▶ _Work to complete_: Would you write out all of the data exactly as it appears below?

====

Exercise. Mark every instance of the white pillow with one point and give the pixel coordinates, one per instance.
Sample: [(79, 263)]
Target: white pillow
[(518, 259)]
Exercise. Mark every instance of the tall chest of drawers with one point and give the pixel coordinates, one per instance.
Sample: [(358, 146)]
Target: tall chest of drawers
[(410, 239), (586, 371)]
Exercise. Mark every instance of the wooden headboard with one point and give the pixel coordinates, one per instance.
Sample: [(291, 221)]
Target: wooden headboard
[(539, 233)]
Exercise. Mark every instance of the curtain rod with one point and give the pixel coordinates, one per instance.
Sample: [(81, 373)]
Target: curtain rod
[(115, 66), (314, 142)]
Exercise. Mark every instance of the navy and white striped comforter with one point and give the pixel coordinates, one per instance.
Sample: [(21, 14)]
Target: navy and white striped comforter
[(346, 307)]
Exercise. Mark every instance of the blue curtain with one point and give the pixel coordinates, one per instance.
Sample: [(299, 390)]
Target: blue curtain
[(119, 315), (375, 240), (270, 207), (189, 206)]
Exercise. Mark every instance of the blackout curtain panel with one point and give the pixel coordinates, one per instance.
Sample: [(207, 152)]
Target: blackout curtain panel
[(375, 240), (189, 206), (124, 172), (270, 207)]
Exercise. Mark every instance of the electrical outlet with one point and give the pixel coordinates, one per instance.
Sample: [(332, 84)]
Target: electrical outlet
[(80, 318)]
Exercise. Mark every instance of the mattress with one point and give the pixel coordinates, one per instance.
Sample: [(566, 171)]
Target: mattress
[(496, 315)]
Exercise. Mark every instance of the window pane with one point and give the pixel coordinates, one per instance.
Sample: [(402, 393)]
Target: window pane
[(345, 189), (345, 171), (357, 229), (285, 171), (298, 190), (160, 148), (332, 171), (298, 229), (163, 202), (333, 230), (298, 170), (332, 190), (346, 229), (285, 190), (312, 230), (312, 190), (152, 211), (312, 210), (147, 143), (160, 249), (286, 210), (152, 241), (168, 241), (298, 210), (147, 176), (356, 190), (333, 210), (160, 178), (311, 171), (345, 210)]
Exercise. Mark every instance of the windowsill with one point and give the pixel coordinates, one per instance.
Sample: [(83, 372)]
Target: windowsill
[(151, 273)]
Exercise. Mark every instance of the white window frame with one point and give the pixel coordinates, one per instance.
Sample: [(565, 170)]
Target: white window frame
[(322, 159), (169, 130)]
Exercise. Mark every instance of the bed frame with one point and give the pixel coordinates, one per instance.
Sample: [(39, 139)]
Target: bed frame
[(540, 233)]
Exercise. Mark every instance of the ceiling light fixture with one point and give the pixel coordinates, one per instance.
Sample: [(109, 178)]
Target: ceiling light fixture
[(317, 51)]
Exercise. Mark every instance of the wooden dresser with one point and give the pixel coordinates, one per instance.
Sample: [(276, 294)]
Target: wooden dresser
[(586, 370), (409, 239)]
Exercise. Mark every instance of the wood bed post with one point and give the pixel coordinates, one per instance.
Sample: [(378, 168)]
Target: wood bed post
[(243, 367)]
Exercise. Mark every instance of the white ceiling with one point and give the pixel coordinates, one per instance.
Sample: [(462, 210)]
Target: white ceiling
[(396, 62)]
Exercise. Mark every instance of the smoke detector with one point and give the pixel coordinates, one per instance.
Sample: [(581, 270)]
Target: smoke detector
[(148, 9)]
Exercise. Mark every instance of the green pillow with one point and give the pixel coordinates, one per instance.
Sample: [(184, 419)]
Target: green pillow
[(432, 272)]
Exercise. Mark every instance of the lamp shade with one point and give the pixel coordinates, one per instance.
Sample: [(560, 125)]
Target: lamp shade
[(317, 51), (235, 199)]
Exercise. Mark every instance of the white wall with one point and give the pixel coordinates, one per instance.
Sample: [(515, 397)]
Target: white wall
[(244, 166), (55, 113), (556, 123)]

====

▶ _Reply to the exercise_:
Exercise. Mark every instance of the white pillow with one point and give the pixel coordinates, one per instance.
Sample: [(79, 263)]
Target: white pillow
[(518, 259)]
Exercise. Mark every instance of the tall chest of drawers with one point and give the pixel coordinates, one per instance.
Sample: [(358, 146)]
Target: tall chest of drawers
[(410, 239), (586, 371)]
Exercise. Mark every instance of the wooden headboard with one point and give the pixel coordinates, one per instance.
Sample: [(291, 221)]
Target: wooden headboard
[(539, 233)]
Exercise. Mark every instance of the curtain rod with one point and give the pixel coordinates, one per instance.
Sample: [(81, 373)]
Target: curtain rod
[(115, 66), (314, 142)]
Exercise. Mark every instance of the navy and white striped comforter with one point and give the pixel coordinates, one per instance.
Sample: [(21, 14)]
Target: navy and white striped comforter
[(346, 307)]
Exercise. Mark every instance of the blue curtain with one point and give the pixel coordinates, one per instance.
Sample: [(299, 390)]
Target: blue curtain
[(119, 315), (375, 240), (270, 207), (189, 206)]
Exercise. Mark every instance of the blackout curtain panel with one point and give the pixel coordinates, one per instance.
Sample: [(207, 152)]
Target: blackout curtain panel
[(375, 240), (189, 206), (124, 172), (270, 207)]
Exercise. Mark every instance of the electrical outlet with one point and give the pixel coordinates, one per instance.
Sample: [(332, 84)]
Target: electrical outlet
[(80, 318)]
Exercise. Mark every instance of the mattress with one point and give the pixel coordinates, one per instance.
Sample: [(566, 171)]
Target: mattress
[(496, 315)]
Exercise. Mark every instance of the window pane with one point and give the pixel coordinates, one per instance.
Sample: [(402, 393)]
Target: window pane
[(345, 189), (345, 171), (357, 229), (285, 171), (298, 190), (160, 148), (332, 171), (298, 229), (163, 202), (333, 230), (298, 170), (332, 190), (346, 229), (285, 190), (312, 230), (312, 190), (152, 211), (312, 210), (147, 143), (160, 249), (286, 210), (152, 241), (168, 241), (298, 210), (147, 176), (356, 190), (333, 210), (160, 178), (311, 171), (345, 210)]
Exercise. Mark every instance of the windowsill with one point and give the pixel coordinates, one per instance.
Sample: [(83, 372)]
Target: windowsill
[(151, 273)]
Exercise. Mark every instance of the white window frame with one point and give the pixel coordinates, one per instance.
Sample: [(565, 170)]
Target: white window frame
[(322, 159), (169, 130)]
Exercise. Mark every instance of the bed frame with one point and give the pixel coordinates, one per instance.
Sample: [(39, 139)]
Target: bed frame
[(540, 233)]
Exercise. Mark every instance of the ceiling light fixture with one point and give the pixel coordinates, one per instance.
Sample: [(109, 178)]
Target: ceiling light fixture
[(317, 51)]
Exercise. Mark every instance of the wooden dresser with one point and give the pixel coordinates, one per instance.
Sample: [(276, 294)]
Target: wooden dresser
[(586, 370), (409, 239)]
Exercise. Mark every instance of the wood bed post with one point and give the pixel coordinates, one per instance.
Sample: [(378, 168)]
Target: wood bed post
[(243, 367)]
Exercise. Mark every instance of the white ceiling with one point and give the pixel coordinates, one per instance.
Sample: [(462, 210)]
Target: white ceiling
[(396, 62)]
Exercise. Mark every instance of the smoke detector with one point and give the pixel coordinates, one per instance.
Sample: [(581, 270)]
Target: smoke detector
[(148, 9)]
Exercise. Mark every instance of the green pillow with one point and give the pixel coordinates, one per instance.
Sample: [(184, 419)]
Target: green pillow
[(432, 272)]
Exercise. Mark every instance of the lamp shade with one point and give the pixel coordinates, one per instance.
Sample: [(560, 125)]
Target: lamp shade
[(317, 51), (235, 199)]
Exercise. Mark every instance of the white wall with one point and give the pixel coordinates, one per instance.
Sample: [(515, 397)]
Target: white wall
[(244, 166), (55, 113), (556, 123)]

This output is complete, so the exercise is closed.